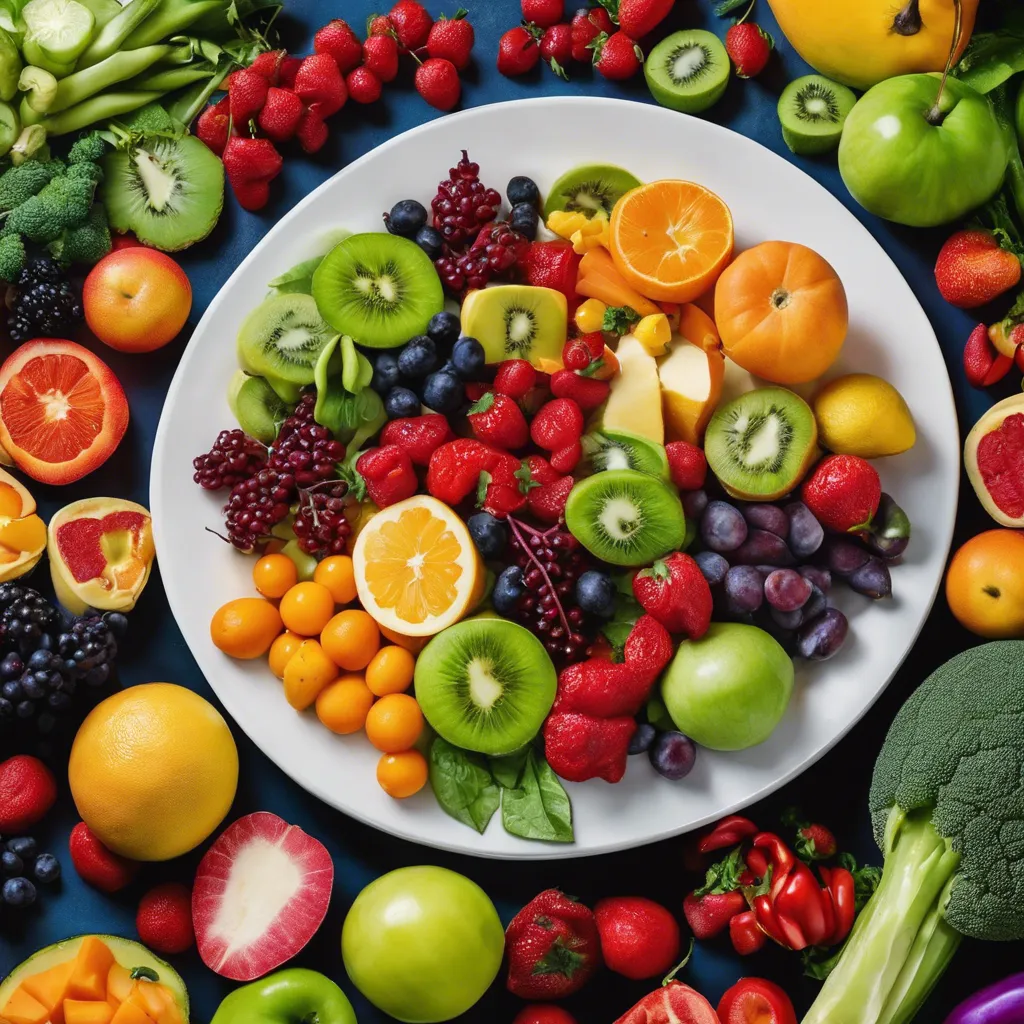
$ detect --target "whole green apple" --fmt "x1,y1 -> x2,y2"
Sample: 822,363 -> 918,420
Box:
341,866 -> 505,1024
662,623 -> 794,751
839,75 -> 1009,227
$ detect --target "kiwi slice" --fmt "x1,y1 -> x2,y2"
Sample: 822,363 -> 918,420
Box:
239,295 -> 335,385
705,387 -> 818,501
462,285 -> 568,372
565,469 -> 686,566
583,430 -> 670,480
312,231 -> 444,348
544,164 -> 643,220
416,616 -> 558,757
643,29 -> 732,114
102,135 -> 224,252
778,75 -> 857,156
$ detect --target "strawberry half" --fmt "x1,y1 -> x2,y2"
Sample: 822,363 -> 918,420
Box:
193,811 -> 334,981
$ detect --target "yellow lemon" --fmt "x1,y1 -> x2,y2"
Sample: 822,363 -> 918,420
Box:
68,683 -> 239,860
812,374 -> 918,459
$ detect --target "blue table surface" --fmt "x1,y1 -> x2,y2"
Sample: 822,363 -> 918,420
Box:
0,0 -> 1024,1024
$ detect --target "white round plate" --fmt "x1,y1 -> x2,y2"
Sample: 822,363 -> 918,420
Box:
152,98 -> 959,859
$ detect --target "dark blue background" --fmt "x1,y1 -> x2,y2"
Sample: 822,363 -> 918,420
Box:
0,0 -> 1024,1024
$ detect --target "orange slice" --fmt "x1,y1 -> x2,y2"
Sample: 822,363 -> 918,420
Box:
352,495 -> 484,637
610,181 -> 733,302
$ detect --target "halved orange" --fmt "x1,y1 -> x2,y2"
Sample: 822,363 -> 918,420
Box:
0,338 -> 128,483
352,495 -> 485,637
610,180 -> 733,302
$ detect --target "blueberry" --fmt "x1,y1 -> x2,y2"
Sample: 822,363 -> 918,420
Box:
490,565 -> 526,617
505,174 -> 541,207
384,199 -> 427,239
427,311 -> 462,345
3,879 -> 36,906
509,203 -> 540,242
467,512 -> 509,558
577,569 -> 615,618
32,853 -> 60,886
370,352 -> 401,395
398,334 -> 437,380
384,387 -> 420,420
416,227 -> 444,259
452,338 -> 487,381
423,369 -> 465,416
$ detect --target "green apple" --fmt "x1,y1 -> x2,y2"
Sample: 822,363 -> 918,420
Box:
341,866 -> 505,1024
839,75 -> 1009,227
662,623 -> 794,751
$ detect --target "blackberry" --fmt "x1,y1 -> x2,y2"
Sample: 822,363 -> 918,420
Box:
7,256 -> 83,344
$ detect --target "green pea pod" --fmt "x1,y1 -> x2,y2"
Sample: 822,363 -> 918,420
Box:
210,968 -> 358,1024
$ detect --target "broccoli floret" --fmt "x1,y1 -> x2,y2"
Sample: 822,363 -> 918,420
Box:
803,641 -> 1024,1024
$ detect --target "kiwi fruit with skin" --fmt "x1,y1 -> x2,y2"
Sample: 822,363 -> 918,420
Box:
544,164 -> 643,220
778,75 -> 857,156
705,387 -> 820,501
238,295 -> 335,387
643,29 -> 732,114
565,469 -> 686,566
416,616 -> 558,757
312,231 -> 444,348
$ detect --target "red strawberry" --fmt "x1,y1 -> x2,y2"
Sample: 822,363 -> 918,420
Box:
498,26 -> 541,78
362,36 -> 398,82
521,0 -> 565,29
529,398 -> 583,452
135,882 -> 196,955
345,68 -> 384,103
665,441 -> 708,490
466,391 -> 529,450
505,889 -> 601,999
381,413 -> 452,466
416,57 -> 462,112
516,240 -> 585,303
495,359 -> 537,400
68,821 -> 138,893
591,31 -> 643,82
725,22 -> 775,78
551,370 -> 611,412
594,896 -> 680,981
544,712 -> 637,782
801,455 -> 882,534
427,10 -> 476,71
295,53 -> 348,118
935,230 -> 1021,309
313,17 -> 362,75
0,754 -> 57,838
355,444 -> 419,509
388,0 -> 434,50
259,85 -> 302,142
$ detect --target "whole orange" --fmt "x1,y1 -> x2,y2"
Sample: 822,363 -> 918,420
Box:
946,529 -> 1024,640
-- -- --
-- INSTRUCTIONS FOR THE TASK --
Set out all the lines above as a numbered list, skipping blank lines and leaving out the pictures.

-- COMPLETED TASK --
1. $ detect --target "whole green apple" --fmt "x1,y1 -> x2,y2"
2. Sample: 822,363 -> 918,420
3. Box:
4. 341,866 -> 505,1024
5. 662,623 -> 794,751
6. 839,75 -> 1009,227
7. $ detect --target "kiwi slice" --fmt "x1,y1 -> x2,y2"
8. Sample: 822,363 -> 918,420
9. Box:
10. 239,295 -> 335,385
11. 705,387 -> 818,501
12. 462,285 -> 568,372
13. 565,469 -> 686,566
14. 583,430 -> 670,480
15. 312,231 -> 444,348
16. 544,164 -> 643,220
17. 416,616 -> 558,757
18. 643,29 -> 732,114
19. 102,135 -> 224,252
20. 778,75 -> 857,156
21. $ detect --target "strawberry half" --fmt "x1,y1 -> x2,y2"
22. Sample: 822,363 -> 918,420
23. Box:
24. 193,811 -> 334,981
25. $ detect --target "yellow lemon" --fmt "x1,y1 -> x2,y2"
26. Sample: 822,363 -> 918,420
27. Box:
28. 68,683 -> 239,860
29. 812,374 -> 918,459
30. $ detect --target "blue table surface" --fmt "x1,y1 -> x2,y2"
31. Sample: 822,363 -> 918,420
32. Box:
33. 0,0 -> 1024,1024
34. $ detect --target "white round plate" --fmt "x1,y1 -> x2,y2"
35. Sample: 822,363 -> 918,420
36. Box:
37. 152,98 -> 959,859
38. $ detect --target "dark blue background" --fmt "x1,y1 -> x2,y2"
39. Sample: 822,363 -> 918,420
40. Box:
41. 0,0 -> 1024,1024
42. $ detect --target "orange slice" --fmt "x1,y1 -> x2,y2"
43. Sample: 822,363 -> 918,420
44. Box:
45. 352,495 -> 484,637
46. 610,181 -> 733,302
47. $ detect --target "halved orange" --fmt "x1,y1 -> x2,y2"
48. Sample: 822,363 -> 918,420
49. Box:
50. 0,338 -> 128,483
51. 352,495 -> 485,637
52. 610,180 -> 733,302
53. $ detect --target "blueberry" --fmt "x1,y1 -> x2,y2"
54. Sample: 822,363 -> 918,420
55. Box:
56. 490,565 -> 526,617
57. 505,174 -> 541,207
58. 384,199 -> 427,239
59. 427,311 -> 462,345
60. 3,879 -> 36,906
61. 509,203 -> 540,242
62. 467,512 -> 509,558
63. 577,569 -> 615,618
64. 32,853 -> 60,886
65. 370,352 -> 401,395
66. 398,334 -> 437,380
67. 384,387 -> 420,420
68. 416,227 -> 444,259
69. 452,338 -> 487,381
70. 423,369 -> 465,416
71. $ detect --target "green apple" --fmt "x1,y1 -> x2,y2"
72. Sample: 822,363 -> 918,420
73. Box:
74. 341,866 -> 505,1024
75. 839,75 -> 1009,227
76. 662,623 -> 794,751
77. $ detect --target "blackberry" --fmt "x1,y1 -> x2,y2"
78. Sample: 822,363 -> 918,420
79. Box:
80. 7,256 -> 83,344
81. $ detect --target "green pea pod" --fmt "x1,y1 -> x2,y2"
82. Sample: 822,363 -> 918,420
83. Box:
84. 210,968 -> 358,1024
85. $ detect --target "broccoli floret" --fmt "x1,y1 -> x2,y2"
86. Sample: 822,363 -> 918,420
87. Box:
88. 803,641 -> 1024,1024
89. $ detect --target "kiwi fruit with skin" --fmt "x1,y1 -> x2,y2"
90. Sample: 822,363 -> 918,420
91. Box:
92. 544,164 -> 643,220
93. 778,75 -> 857,156
94. 705,387 -> 820,501
95. 238,295 -> 335,387
96. 643,29 -> 732,114
97. 565,469 -> 686,566
98. 416,616 -> 558,757
99. 312,231 -> 444,348
100. $ detect --target "red strawberry" --fmt "x1,y1 -> x2,y2"
101. Sample: 822,363 -> 918,420
102. Box:
103. 498,26 -> 541,78
104. 362,36 -> 398,82
105. 521,0 -> 565,29
106. 529,398 -> 583,452
107. 135,882 -> 196,955
108. 345,68 -> 384,103
109. 665,441 -> 708,490
110. 466,391 -> 529,450
111. 505,889 -> 601,999
112. 381,413 -> 452,466
113. 416,57 -> 462,112
114. 516,240 -> 585,303
115. 495,359 -> 537,400
116. 68,821 -> 138,893
117. 591,31 -> 643,82
118. 725,22 -> 775,78
119. 551,370 -> 611,412
120. 594,896 -> 680,981
121. 544,712 -> 637,782
122. 801,455 -> 882,534
123. 427,10 -> 476,71
124. 295,53 -> 348,118
125. 935,230 -> 1021,309
126. 313,17 -> 362,75
127. 0,754 -> 57,838
128. 355,444 -> 419,509
129. 388,0 -> 434,50
130. 259,85 -> 302,142
131. $ detect --target "whole orange" --fmt "x1,y1 -> x2,y2"
132. Sample: 822,363 -> 918,420
133. Box:
134. 946,529 -> 1024,640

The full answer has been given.